START Recorded information

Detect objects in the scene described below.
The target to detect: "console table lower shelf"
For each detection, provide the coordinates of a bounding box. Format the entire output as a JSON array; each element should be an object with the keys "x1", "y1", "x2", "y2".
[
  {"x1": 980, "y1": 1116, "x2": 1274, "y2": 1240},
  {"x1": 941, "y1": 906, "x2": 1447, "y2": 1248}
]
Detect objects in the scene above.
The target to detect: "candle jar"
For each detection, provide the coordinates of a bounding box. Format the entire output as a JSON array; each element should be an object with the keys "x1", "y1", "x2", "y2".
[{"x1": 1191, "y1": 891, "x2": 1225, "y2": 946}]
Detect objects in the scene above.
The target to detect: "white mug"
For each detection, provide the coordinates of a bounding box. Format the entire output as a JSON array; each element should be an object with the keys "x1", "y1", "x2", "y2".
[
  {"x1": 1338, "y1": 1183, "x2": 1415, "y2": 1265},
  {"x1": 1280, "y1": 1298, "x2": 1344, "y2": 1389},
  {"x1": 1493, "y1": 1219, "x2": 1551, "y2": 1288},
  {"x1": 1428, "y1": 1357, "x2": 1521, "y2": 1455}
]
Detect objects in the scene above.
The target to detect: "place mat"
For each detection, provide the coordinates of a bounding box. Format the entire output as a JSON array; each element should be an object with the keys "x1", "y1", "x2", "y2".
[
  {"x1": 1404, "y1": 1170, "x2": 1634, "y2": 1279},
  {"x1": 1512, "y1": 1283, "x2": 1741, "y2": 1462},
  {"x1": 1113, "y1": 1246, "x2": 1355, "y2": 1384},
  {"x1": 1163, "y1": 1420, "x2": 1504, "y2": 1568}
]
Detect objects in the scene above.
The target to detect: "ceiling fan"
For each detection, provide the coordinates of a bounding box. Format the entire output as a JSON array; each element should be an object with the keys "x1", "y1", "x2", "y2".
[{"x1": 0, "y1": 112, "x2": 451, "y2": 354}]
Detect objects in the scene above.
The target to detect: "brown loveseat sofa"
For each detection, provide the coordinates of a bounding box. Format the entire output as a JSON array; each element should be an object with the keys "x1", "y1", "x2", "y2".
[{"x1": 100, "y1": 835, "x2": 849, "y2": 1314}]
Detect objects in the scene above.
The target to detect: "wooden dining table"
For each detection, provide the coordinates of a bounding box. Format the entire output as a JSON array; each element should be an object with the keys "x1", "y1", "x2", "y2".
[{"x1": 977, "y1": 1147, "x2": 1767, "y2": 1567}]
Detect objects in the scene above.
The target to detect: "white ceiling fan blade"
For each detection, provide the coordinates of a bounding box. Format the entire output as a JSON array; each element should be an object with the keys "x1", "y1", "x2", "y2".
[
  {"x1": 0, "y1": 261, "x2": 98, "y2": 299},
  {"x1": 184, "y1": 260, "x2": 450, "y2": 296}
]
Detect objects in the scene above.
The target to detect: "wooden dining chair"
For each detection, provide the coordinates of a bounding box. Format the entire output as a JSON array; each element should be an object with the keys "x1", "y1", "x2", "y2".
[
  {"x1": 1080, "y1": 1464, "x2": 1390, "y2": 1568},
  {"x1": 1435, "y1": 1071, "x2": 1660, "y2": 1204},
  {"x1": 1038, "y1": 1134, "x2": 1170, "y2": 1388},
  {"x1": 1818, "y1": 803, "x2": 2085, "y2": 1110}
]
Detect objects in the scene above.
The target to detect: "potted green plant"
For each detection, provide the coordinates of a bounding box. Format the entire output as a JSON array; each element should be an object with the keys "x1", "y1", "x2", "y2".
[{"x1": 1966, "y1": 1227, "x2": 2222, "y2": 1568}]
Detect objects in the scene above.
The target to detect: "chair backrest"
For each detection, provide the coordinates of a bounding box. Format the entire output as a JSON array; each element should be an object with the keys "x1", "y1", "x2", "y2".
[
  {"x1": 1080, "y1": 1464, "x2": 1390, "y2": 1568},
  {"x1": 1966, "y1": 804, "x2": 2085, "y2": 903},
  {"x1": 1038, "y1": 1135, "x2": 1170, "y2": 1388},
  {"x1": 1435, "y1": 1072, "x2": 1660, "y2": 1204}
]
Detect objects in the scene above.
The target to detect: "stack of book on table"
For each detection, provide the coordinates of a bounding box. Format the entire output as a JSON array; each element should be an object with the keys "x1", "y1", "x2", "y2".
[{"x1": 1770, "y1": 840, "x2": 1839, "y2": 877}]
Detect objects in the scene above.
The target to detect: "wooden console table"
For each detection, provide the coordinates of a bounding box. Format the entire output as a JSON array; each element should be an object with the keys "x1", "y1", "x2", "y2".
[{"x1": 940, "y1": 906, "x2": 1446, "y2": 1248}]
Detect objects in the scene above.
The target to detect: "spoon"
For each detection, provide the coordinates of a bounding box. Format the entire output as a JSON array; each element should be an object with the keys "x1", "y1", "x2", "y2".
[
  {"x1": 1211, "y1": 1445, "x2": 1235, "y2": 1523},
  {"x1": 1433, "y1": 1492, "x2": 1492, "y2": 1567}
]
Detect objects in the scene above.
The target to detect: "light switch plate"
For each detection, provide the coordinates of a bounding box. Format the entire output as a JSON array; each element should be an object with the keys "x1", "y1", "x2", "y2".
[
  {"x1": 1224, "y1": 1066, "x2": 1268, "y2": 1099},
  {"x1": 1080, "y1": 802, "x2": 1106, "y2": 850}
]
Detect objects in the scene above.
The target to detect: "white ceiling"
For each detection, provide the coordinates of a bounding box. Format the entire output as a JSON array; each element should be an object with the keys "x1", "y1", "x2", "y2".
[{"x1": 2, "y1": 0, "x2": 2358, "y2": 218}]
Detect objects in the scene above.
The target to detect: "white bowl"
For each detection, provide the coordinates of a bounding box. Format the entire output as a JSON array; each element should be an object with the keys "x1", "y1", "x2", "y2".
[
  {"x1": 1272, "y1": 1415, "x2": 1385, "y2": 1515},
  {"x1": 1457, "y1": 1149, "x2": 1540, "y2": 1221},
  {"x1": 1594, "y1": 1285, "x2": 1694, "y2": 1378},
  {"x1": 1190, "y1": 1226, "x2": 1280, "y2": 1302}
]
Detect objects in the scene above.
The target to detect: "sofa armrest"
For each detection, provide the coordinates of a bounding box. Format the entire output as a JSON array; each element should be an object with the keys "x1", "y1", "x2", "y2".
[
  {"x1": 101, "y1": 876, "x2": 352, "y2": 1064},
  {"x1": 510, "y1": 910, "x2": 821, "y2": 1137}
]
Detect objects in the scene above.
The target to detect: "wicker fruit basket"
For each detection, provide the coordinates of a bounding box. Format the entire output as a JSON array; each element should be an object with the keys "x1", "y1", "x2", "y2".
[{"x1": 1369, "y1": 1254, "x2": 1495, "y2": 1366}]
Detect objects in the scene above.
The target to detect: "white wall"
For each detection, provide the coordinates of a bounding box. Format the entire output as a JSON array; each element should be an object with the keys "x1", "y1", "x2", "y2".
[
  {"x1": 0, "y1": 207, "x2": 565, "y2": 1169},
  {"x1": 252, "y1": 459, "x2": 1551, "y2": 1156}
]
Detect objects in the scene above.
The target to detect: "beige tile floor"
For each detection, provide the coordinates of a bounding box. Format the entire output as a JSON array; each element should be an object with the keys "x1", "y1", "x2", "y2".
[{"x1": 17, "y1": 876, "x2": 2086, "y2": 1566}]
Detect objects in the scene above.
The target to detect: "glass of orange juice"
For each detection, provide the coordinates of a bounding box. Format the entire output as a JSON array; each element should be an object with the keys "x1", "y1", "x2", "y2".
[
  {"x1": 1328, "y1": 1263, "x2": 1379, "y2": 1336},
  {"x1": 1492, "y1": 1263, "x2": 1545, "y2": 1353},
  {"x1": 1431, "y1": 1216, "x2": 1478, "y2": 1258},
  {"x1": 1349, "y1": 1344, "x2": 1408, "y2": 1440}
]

END Recorded information

[Task to complete] Find and copy each line of the material that holds the word "table".

[Your response]
The target to detect: "console table lower shelf"
The target to detect: "wooden dining table"
The target to detect: "stack of book on table"
The target to detect: "wooden console table"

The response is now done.